EXERCISE AIM. Which lines belong in your copy? Those from the start of the data through the line with "76L109 74L120 89L126", exactly as written, without any pictures.

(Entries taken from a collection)

______

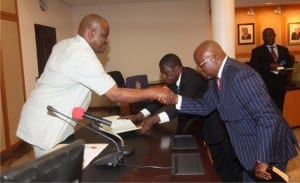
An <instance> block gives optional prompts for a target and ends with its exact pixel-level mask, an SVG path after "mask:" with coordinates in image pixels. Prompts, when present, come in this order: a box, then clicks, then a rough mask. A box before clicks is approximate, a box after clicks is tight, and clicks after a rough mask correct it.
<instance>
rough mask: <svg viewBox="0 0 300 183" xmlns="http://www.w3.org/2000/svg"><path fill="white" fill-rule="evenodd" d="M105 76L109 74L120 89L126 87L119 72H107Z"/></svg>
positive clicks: (120, 73) (123, 81) (123, 78)
mask: <svg viewBox="0 0 300 183" xmlns="http://www.w3.org/2000/svg"><path fill="white" fill-rule="evenodd" d="M107 74H109V75H110V76H111V77H112V78H113V79H114V80H115V82H116V83H117V85H118V87H120V88H125V87H126V85H125V80H124V77H123V75H122V73H121V72H120V71H110V72H107Z"/></svg>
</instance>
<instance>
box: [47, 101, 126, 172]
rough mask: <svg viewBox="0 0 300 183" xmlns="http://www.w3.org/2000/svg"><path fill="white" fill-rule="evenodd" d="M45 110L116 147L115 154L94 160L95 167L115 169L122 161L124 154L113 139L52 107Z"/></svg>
mask: <svg viewBox="0 0 300 183" xmlns="http://www.w3.org/2000/svg"><path fill="white" fill-rule="evenodd" d="M47 109H48V111H50V112H52V113H54V114H55V115H56V116H57V114H59V115H62V116H64V117H66V118H68V119H70V120H72V121H74V122H75V123H76V124H78V125H80V126H82V127H84V128H86V129H88V130H90V131H92V132H94V133H96V134H98V135H101V136H102V137H104V138H106V139H107V140H109V141H111V142H112V143H113V144H114V145H115V146H116V149H117V152H113V153H110V154H107V155H105V156H103V157H101V158H98V159H97V160H95V161H94V162H93V165H95V166H101V165H108V166H113V167H116V166H117V165H118V164H119V162H120V161H122V160H123V158H124V153H123V152H122V151H121V148H120V146H119V145H118V143H117V142H116V141H115V140H114V139H112V138H111V137H109V136H107V135H105V134H103V133H100V132H99V131H97V130H95V129H93V128H91V127H89V126H87V125H85V124H83V123H80V122H79V121H76V120H74V119H73V118H71V117H69V116H67V115H65V114H63V113H61V112H59V111H58V110H56V109H55V108H54V107H52V106H47ZM65 122H66V123H68V124H70V123H69V122H67V121H65ZM70 125H71V126H73V125H72V124H70ZM102 130H103V129H102ZM103 131H104V130H103Z"/></svg>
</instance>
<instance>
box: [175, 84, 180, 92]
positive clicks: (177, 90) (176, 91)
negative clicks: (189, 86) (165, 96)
mask: <svg viewBox="0 0 300 183" xmlns="http://www.w3.org/2000/svg"><path fill="white" fill-rule="evenodd" d="M175 91H176V93H177V94H179V86H177V85H175Z"/></svg>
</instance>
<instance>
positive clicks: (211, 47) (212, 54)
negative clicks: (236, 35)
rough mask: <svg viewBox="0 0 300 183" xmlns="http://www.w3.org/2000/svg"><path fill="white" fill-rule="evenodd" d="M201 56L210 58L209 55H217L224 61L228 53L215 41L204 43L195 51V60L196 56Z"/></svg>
mask: <svg viewBox="0 0 300 183" xmlns="http://www.w3.org/2000/svg"><path fill="white" fill-rule="evenodd" d="M199 54H201V55H202V56H204V57H205V56H207V55H208V56H209V55H217V56H218V57H220V58H221V59H222V60H223V59H224V58H225V56H226V53H225V52H224V51H223V49H222V48H221V46H220V45H219V44H218V43H217V42H216V41H213V40H206V41H204V42H202V43H201V44H200V45H199V46H198V47H197V48H196V50H195V52H194V58H195V56H197V55H199Z"/></svg>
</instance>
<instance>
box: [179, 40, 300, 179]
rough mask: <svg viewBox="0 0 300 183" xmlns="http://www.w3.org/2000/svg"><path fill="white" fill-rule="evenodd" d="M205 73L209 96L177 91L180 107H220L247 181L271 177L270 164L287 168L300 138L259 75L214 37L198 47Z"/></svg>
mask: <svg viewBox="0 0 300 183" xmlns="http://www.w3.org/2000/svg"><path fill="white" fill-rule="evenodd" d="M194 59H195V62H196V64H197V69H198V70H199V71H200V73H201V74H202V75H203V76H204V77H206V78H207V79H209V82H208V90H207V91H206V93H205V94H204V96H203V98H199V99H192V98H186V97H184V96H180V95H175V96H174V103H175V104H176V108H177V109H180V112H183V113H190V114H198V115H207V114H209V113H210V112H211V111H214V110H215V109H217V110H218V111H219V114H220V116H221V119H222V121H223V122H224V124H225V126H226V128H227V131H228V134H229V137H230V140H231V144H232V146H233V149H234V151H235V153H236V155H237V157H238V159H239V161H240V163H241V164H242V166H243V169H244V171H243V179H244V181H254V180H256V181H257V179H263V180H270V179H271V178H272V177H271V174H270V173H269V172H268V171H267V168H268V166H269V165H275V166H277V167H278V168H280V169H281V170H283V171H285V170H286V166H287V162H288V160H289V159H291V158H293V157H295V156H296V154H297V151H296V148H295V146H296V145H297V140H296V138H295V135H294V134H293V132H292V130H291V128H290V127H289V126H288V124H287V122H286V121H285V120H284V118H283V117H282V115H281V113H280V112H279V110H278V109H277V107H276V105H275V104H274V102H273V101H272V99H271V98H270V96H269V94H268V92H267V88H266V87H265V84H264V82H263V80H262V79H261V77H260V76H259V74H258V73H257V72H255V71H254V70H253V69H252V68H251V67H249V66H248V65H247V64H244V63H240V62H238V61H235V60H233V59H231V58H229V57H228V56H226V54H225V52H224V51H223V49H222V48H221V47H220V45H219V44H218V43H217V42H215V41H212V40H208V41H204V42H203V43H201V44H200V45H199V46H198V47H197V48H196V50H195V52H194Z"/></svg>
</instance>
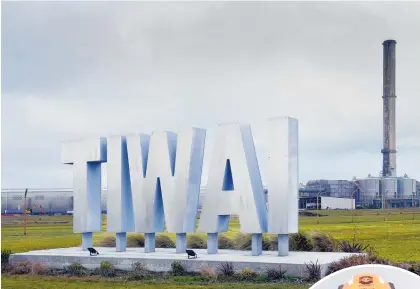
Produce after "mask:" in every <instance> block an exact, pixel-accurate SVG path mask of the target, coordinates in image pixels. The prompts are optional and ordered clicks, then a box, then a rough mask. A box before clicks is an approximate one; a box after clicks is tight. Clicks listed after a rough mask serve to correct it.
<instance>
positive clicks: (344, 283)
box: [310, 264, 420, 289]
mask: <svg viewBox="0 0 420 289" xmlns="http://www.w3.org/2000/svg"><path fill="white" fill-rule="evenodd" d="M406 288H410V289H420V276H418V275H416V274H414V273H411V272H409V271H407V270H404V269H401V268H397V267H394V266H388V265H378V264H370V265H360V266H354V267H349V268H346V269H343V270H340V271H337V272H335V273H333V274H331V275H328V276H326V277H325V278H323V279H321V280H320V281H318V282H317V283H316V284H314V285H313V286H312V287H311V288H310V289H406Z"/></svg>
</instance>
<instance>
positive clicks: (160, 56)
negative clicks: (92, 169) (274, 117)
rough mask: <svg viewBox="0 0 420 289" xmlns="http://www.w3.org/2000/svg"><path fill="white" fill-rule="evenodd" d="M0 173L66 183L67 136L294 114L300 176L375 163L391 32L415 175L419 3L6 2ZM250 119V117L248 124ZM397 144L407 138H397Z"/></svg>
mask: <svg viewBox="0 0 420 289" xmlns="http://www.w3.org/2000/svg"><path fill="white" fill-rule="evenodd" d="M2 8H3V9H2V40H3V41H2V60H3V62H2V82H3V87H2V93H3V98H2V122H3V129H2V137H3V143H2V156H3V170H2V179H3V184H4V185H6V186H24V185H25V184H26V183H28V186H44V185H45V184H46V183H48V180H51V183H54V184H57V186H58V184H60V183H63V184H65V185H69V184H70V183H71V169H70V168H68V167H66V166H64V165H61V164H60V159H59V150H60V148H59V144H60V141H61V140H65V139H77V138H81V137H87V136H93V135H96V136H99V135H102V136H106V135H111V134H125V133H133V132H151V131H152V130H155V129H172V130H178V129H180V128H183V127H188V126H196V127H203V128H208V129H209V139H208V143H209V145H208V151H207V152H206V159H205V168H204V171H205V173H206V171H207V170H208V164H207V162H208V158H209V157H210V155H211V146H212V145H211V143H212V141H213V140H214V137H212V136H211V134H212V133H211V132H210V131H212V130H214V128H215V126H216V125H217V123H221V122H230V121H242V122H248V123H251V125H252V127H253V130H254V131H255V133H254V136H255V138H256V142H257V149H258V154H259V156H260V158H263V156H264V145H265V141H266V136H265V135H264V121H265V120H266V119H267V118H269V117H274V116H281V115H290V116H293V117H296V118H298V119H299V120H300V143H301V179H302V180H303V181H306V180H308V179H311V178H322V177H323V178H351V177H352V176H353V175H360V176H364V175H367V174H368V173H376V171H379V170H380V167H381V164H380V162H381V155H380V149H381V141H382V124H381V123H382V116H381V114H382V99H381V96H382V89H381V87H382V45H381V42H382V41H383V40H385V39H387V38H389V37H393V38H394V37H395V38H396V39H397V41H398V44H397V95H398V96H399V98H398V100H397V136H398V140H397V146H398V147H397V149H398V150H399V153H398V161H397V162H398V164H397V166H398V168H401V170H402V171H404V172H407V173H409V174H412V175H414V176H417V178H420V171H419V166H418V161H417V165H416V162H415V161H413V160H415V159H417V160H418V159H419V153H420V151H419V147H418V145H417V144H418V143H420V140H419V136H420V119H419V115H418V113H417V106H416V105H415V104H416V102H417V94H418V93H417V92H418V91H420V82H419V81H418V79H419V78H420V74H419V71H418V68H417V67H418V64H419V63H420V55H419V53H418V52H417V50H418V49H417V48H418V46H419V45H420V37H419V36H418V35H420V34H419V33H415V31H416V27H420V20H419V19H420V14H419V11H420V3H415V2H411V3H388V2H386V3H355V2H353V3H304V2H294V3H292V2H290V3H289V2H270V3H268V2H267V3H252V2H247V3H221V2H218V3H206V2H198V3H192V2H189V3H162V2H159V3H151V2H113V3H108V2H89V3H88V2H63V3H58V2H56V3H53V2H32V3H31V2H14V3H10V2H9V3H2ZM254 127H255V129H254ZM399 144H400V145H399Z"/></svg>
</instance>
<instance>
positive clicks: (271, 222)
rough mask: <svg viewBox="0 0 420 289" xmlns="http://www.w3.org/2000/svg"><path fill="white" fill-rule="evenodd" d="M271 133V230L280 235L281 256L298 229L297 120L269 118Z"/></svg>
mask: <svg viewBox="0 0 420 289" xmlns="http://www.w3.org/2000/svg"><path fill="white" fill-rule="evenodd" d="M268 133H269V135H268V138H267V141H268V154H269V159H268V164H269V167H268V171H267V172H268V176H267V185H268V209H269V213H268V233H272V234H278V250H279V255H280V256H286V255H288V252H289V237H288V234H289V233H297V232H298V216H299V213H298V212H299V204H298V202H299V196H298V183H299V181H298V122H297V120H296V119H294V118H289V117H283V118H273V119H270V120H269V129H268Z"/></svg>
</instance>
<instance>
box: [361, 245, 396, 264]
mask: <svg viewBox="0 0 420 289" xmlns="http://www.w3.org/2000/svg"><path fill="white" fill-rule="evenodd" d="M367 258H368V259H369V262H371V263H370V264H382V265H392V263H391V262H390V261H389V260H387V259H385V258H382V257H379V255H378V254H377V253H376V252H375V249H374V248H373V247H369V249H368V251H367Z"/></svg>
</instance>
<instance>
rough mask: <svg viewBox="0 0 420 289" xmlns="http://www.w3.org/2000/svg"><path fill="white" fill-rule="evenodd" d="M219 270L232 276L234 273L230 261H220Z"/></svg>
mask: <svg viewBox="0 0 420 289" xmlns="http://www.w3.org/2000/svg"><path fill="white" fill-rule="evenodd" d="M219 271H220V274H221V275H223V276H233V274H235V271H234V270H233V264H232V263H231V262H223V263H220V265H219Z"/></svg>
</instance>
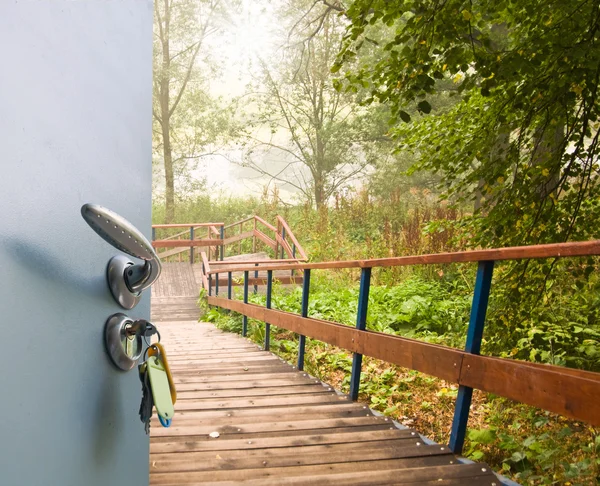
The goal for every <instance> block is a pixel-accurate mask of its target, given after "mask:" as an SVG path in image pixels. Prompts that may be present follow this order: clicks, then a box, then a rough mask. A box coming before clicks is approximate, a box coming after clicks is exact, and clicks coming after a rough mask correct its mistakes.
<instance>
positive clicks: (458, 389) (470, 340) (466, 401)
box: [449, 261, 494, 454]
mask: <svg viewBox="0 0 600 486" xmlns="http://www.w3.org/2000/svg"><path fill="white" fill-rule="evenodd" d="M493 272H494V262H493V261H482V262H479V266H478V267H477V278H476V280H475V291H474V292H473V304H472V305H471V317H470V319H469V329H468V331H467V343H466V346H465V351H466V352H467V353H471V354H480V351H481V340H482V339H483V327H484V324H485V314H486V312H487V306H488V299H489V296H490V288H491V286H492V274H493ZM472 397H473V389H472V388H469V387H467V386H462V385H460V386H459V387H458V396H457V397H456V404H455V407H454V419H453V421H452V432H451V433H450V444H449V445H450V450H451V451H452V452H453V453H454V454H461V453H462V448H463V445H464V442H465V435H466V432H467V422H468V421H469V411H470V409H471V398H472Z"/></svg>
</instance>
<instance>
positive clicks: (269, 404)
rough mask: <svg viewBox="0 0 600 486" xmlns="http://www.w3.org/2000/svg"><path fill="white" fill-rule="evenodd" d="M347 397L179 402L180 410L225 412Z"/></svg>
mask: <svg viewBox="0 0 600 486" xmlns="http://www.w3.org/2000/svg"><path fill="white" fill-rule="evenodd" d="M343 401H348V399H347V398H346V397H343V396H339V395H336V394H334V393H319V394H317V395H279V396H277V397H264V396H263V397H257V398H230V399H220V398H215V399H212V398H204V399H202V400H197V399H193V400H177V409H178V410H225V409H235V408H248V407H272V406H273V407H277V406H281V405H292V404H295V405H298V404H300V405H307V404H309V403H319V404H324V403H342V402H343Z"/></svg>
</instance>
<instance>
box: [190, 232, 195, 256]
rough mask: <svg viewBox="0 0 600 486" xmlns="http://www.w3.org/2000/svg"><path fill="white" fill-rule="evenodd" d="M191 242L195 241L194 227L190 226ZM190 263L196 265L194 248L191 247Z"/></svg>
mask: <svg viewBox="0 0 600 486" xmlns="http://www.w3.org/2000/svg"><path fill="white" fill-rule="evenodd" d="M190 240H192V241H193V240H194V227H193V226H190ZM190 263H194V247H193V246H190Z"/></svg>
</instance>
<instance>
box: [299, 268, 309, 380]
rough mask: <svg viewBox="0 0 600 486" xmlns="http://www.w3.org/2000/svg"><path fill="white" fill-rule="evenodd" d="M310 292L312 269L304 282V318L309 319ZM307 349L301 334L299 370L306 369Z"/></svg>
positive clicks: (307, 271)
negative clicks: (309, 297) (308, 314)
mask: <svg viewBox="0 0 600 486" xmlns="http://www.w3.org/2000/svg"><path fill="white" fill-rule="evenodd" d="M309 292H310V269H306V270H304V281H303V282H302V317H308V294H309ZM305 347H306V336H304V335H302V334H300V336H299V339H298V369H299V370H303V369H304V349H305Z"/></svg>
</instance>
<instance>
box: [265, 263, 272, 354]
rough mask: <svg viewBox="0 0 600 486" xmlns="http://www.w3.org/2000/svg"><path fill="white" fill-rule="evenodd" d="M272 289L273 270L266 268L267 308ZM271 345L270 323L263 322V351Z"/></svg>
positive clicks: (269, 299)
mask: <svg viewBox="0 0 600 486" xmlns="http://www.w3.org/2000/svg"><path fill="white" fill-rule="evenodd" d="M272 291H273V270H267V309H270V308H271V292H272ZM270 346H271V324H269V323H268V322H265V351H268V350H269V347H270Z"/></svg>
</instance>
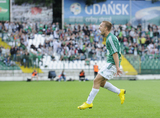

______

ANSWER SPACE.
An <instance> block gives optional prompts for a target and ends with its exact pixel-level mask, an SVG path after "mask:" with coordinates in image pixels. Prompts, when present, come in this order: a box, then clicks, then a rough mask. A box before clicks is approximate, a box after clicks is tight, and clicks after a rough mask correct it.
<instance>
rough mask: <svg viewBox="0 0 300 183" xmlns="http://www.w3.org/2000/svg"><path fill="white" fill-rule="evenodd" d="M105 76L109 74L120 89L126 87L119 72H107Z"/></svg>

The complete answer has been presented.